══ Текст для чтения

Василий Кандинский – Избранные труды по теории искусства в 2 томах. Том. 1 (страница 50)
Написать этот час казалось мне в юности[563] самым невозможным и самым высоким счастьем художника.
Эти впечатления повторялись каждый солнечный день. Они были радостью, потрясавшей до дна мою душу[564].
И одновременно они были и мучением, так как и искусство вообще, и в частности мои собственные силы представлялись мне такими бесконечно слабыми в сравнении с природой. Должны были пройти многие годы, прежде чем путем чувства и мысли я пришел к той простой разгадке, что цели (а потому и средства) природы и искусства существенно, органически и мирозаконно различны — и одинаково велики, а значит, и одинаково сильны. Эта разгадка, руководящая нынче моими работами, такая простая и естественно-прекрасная, избавила меня от ненужных мук ненужных стремлений, владевших мною, вопреки их недостижимости. Она вычеркнула эти муки, и радость природы и искусства поднялись во мне на неомрачимые высоты. С той поры мне дана была возможность беспрепятственно упиваться обоими этими мировыми элементами. К наслаждению присоединилось чувство благодарности.

════
══ Данные

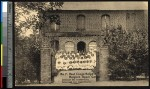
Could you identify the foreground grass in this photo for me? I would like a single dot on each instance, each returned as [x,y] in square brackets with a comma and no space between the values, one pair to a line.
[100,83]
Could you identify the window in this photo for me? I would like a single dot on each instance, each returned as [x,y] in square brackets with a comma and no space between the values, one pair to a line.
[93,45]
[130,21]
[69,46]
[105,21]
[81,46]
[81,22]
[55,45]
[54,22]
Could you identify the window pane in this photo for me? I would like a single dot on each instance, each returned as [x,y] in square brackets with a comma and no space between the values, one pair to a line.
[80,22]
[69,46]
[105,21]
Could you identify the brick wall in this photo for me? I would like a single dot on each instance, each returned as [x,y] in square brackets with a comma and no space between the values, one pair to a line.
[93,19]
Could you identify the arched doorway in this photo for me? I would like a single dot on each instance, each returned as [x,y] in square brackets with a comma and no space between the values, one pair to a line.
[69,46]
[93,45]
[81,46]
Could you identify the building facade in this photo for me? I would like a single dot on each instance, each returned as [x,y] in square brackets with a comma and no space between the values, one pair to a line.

════
══ Данные

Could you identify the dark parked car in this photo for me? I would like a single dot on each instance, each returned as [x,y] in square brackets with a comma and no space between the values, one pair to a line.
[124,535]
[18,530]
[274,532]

════
══ Данные

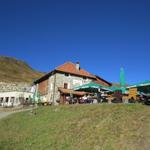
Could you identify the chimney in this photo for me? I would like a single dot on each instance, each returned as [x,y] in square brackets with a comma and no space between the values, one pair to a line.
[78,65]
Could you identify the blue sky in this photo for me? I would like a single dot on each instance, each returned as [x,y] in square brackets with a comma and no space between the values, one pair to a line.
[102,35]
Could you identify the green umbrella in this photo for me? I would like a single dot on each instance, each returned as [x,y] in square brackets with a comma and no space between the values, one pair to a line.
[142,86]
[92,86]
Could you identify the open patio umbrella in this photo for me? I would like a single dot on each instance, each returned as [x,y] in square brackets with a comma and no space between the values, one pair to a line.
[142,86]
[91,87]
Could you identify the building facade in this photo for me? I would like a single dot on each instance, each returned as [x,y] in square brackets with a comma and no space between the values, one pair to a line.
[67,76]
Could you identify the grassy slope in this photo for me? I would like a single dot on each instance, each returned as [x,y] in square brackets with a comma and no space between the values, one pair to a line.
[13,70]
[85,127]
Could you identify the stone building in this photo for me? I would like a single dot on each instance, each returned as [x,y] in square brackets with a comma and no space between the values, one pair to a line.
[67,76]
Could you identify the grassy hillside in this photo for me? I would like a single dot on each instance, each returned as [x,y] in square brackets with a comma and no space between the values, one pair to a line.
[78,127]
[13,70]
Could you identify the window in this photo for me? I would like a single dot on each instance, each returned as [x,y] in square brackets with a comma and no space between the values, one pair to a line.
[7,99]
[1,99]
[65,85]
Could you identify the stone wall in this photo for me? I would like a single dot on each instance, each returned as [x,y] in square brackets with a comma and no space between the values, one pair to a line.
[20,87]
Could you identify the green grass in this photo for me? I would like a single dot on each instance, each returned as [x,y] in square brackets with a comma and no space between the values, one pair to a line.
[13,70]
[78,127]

════

Задания:
**1.** Какое чувство, согласно тексту для чтения, присоединилось к наслаждению?
**2.** Продолжите текст о природе и искусстве после его последнего предложения.

Ответы:
**1.** Чувство благодарности.

**2.**
Эта разгадка освободила меня и открыла мне новые миры. Все «мертвое» дрогнуло и затрепетало. Не только воспетые леса, звезды, луна, цветы, но и лежащий в пепельнице застывший окурок, выглядывающая из уличной лужи терпеливая, кроткая белая пуговица, покорный кусочек коры, влекомый через густую траву муравьем в могучих его челюстях для неизвестных, но важных целей, листок стенного календаря, к которому протягивается уверенная рука, чтобы насильственно вырвать его из теплого соседства остающихся в календаре листков, — все явило мне свой лик, свою внутреннюю сущность, тайную душу, которая чаще молчит, чем говорит. Так ожила для меня и каждая точка в покое и в движении (—линия) и явила мне свою душу[565]. Этого было достаточно, чтобы «понять» всем существом, всеми чувствами возможность и наличность искусства, называемого нынче, в отличие от «предметного», — «абстрактным».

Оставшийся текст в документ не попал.